Document:
* * * * * * * * *
John

It is assumed that John Boatner was born prior to 1760. Some students of this family claim 1758 as his birth year.

The only of filial record of John Boatner’s existence is a census listing for John Bottaner in Sumter County in 1790. His household in that year consisted of three males under the age of 16, six females of unstated age (one obviously being his wife), and five slaves. At least one child (Louisa) presumably arrived after that date. (Almost all early Sumter County records have been destroyed, so little searching is possible

John’s wife was Elizabeth Gaulden of Sumter County (1765-1838), whose sister was married to a member of the prominent Richardson family, leaders in the 1810 migration from Sumter to the Mississippi Territory. The Gauldens settled in the High Hills section of Sumter County about 1758, having moved there from Virginia.

John Boatner is said to have died in 1796. This information was provided by his daughter-in-law, Sarah Jelks Boatner Freeman, who wrote in her old age to her grandson William Boatner Reily that her husband’s father had been “a farmer mechanic and a very nice gentleman.” (One of Jacob’s descendants claimed that Ludwig “showed his mechanical genius in rigging sails to his wagon to help to propel it.” Perhaps John had Inherited some of his father’s aptitude.)
* * * * * * * * *
Data section:
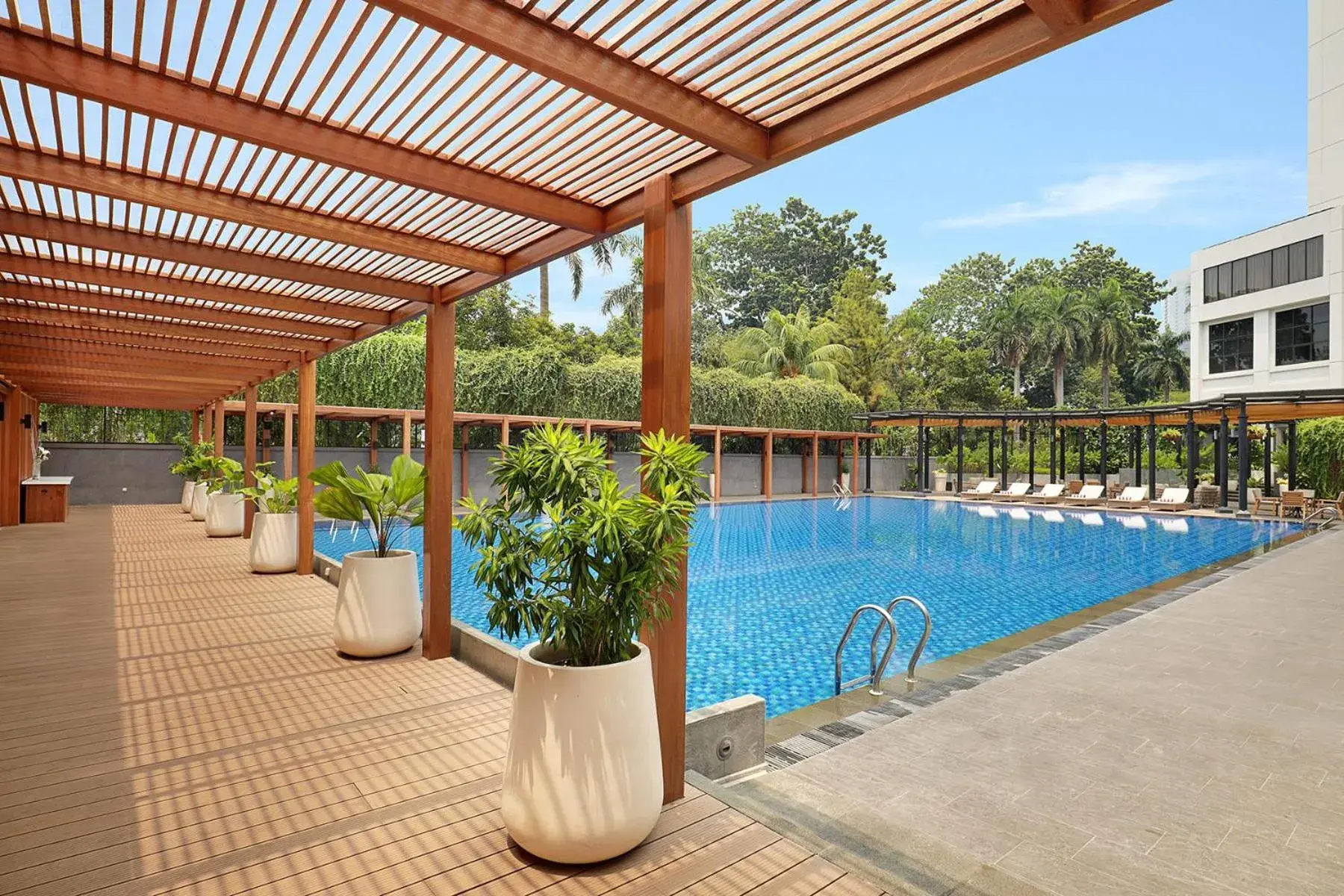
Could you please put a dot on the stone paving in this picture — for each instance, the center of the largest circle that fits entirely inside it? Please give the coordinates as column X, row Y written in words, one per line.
column 1198, row 748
* * * * * * * * *
Parts of the exercise:
• A. Retype the John Boatner passage exactly, everything from "The only of" down to "there from Virginia.".
• B. Write the next part of the John Boatner family history, starting after its last sentence.

Written answers:
• A.
The only of filial record of John Boatner’s existence is a census listing for John Bottaner in Sumter County in 1790. His household in that year consisted of three males under the age of 16, six females of unstated age (one obviously being his wife), and five slaves. At least one child (Louisa) presumably arrived after that date. (Almost all early Sumter County records have been destroyed, so little searching is possible

John’s wife was Elizabeth Gaulden of Sumter County (1765-1838), whose sister was married to a member of the prominent Richardson family, leaders in the 1810 migration from Sumter to the Mississippi Territory. The Gauldens settled in the High Hills section of Sumter County about 1758, having moved there from Virginia.

• B.
Students of John’s line are not in agreement on the members of his household. The known children – taken from family records in Louisiana – are William Jared, born 1788, and Louisa, born c1795. They went with their mother to the Mississippi Territory in 1811, and they are the only two children named in her will.

The identity of John’s  other children cannot be documented. Among the candidates proposed have been a John Jr. and daughters Mattie, Emmille, and Kate. No evidence has been uncovered to support this hypothesis (and the names resemble those of William Jared’s oldest children).

There are some clues in the census and other records, however, to suggest names for two other sons (besides William Jared), but again, there is no unanimity even among those who have considered this possibility.

In the 1800 census for Sumter County, there are two Jacob Boatner’s listed, both names identically Anglicized. One is surely Ludwig’s son Jacob, who married Elizabeth Gerald in 1799 and resided in Sumter County until 1810. The other Jacob Boatner, from the scant evidence available, would certainly seem to be a son of John. In 1800, he was between 16 and 26, which would give him a birth date between 1774 and 1784.

This Jacob Boatner’s household in the 1800 census was listed in proximity to the households of Reuben Long and Francis Richardson. John’s widow, Elizabeth Gaulden Boatner, though not listed in this census is known to have owned land on Long Branch of Black River adjoining Reuben Long.

It is not illogical to conjecture that Elizabeth Boatner’s farm was being manned by her son Jacob and possibly other sons while she was making her home elsewhere with her very small children.

Then in 1802, a Jacob Boatner bought one of the lots which had been newly laid out at the courthouse site a short distance to the east at the village of Sumter. It is certainly unlikely that the other Jacob, Ludwig’s son, would have purchased a town lot, for he was known to be a millwright. (See Jacob’s profile.)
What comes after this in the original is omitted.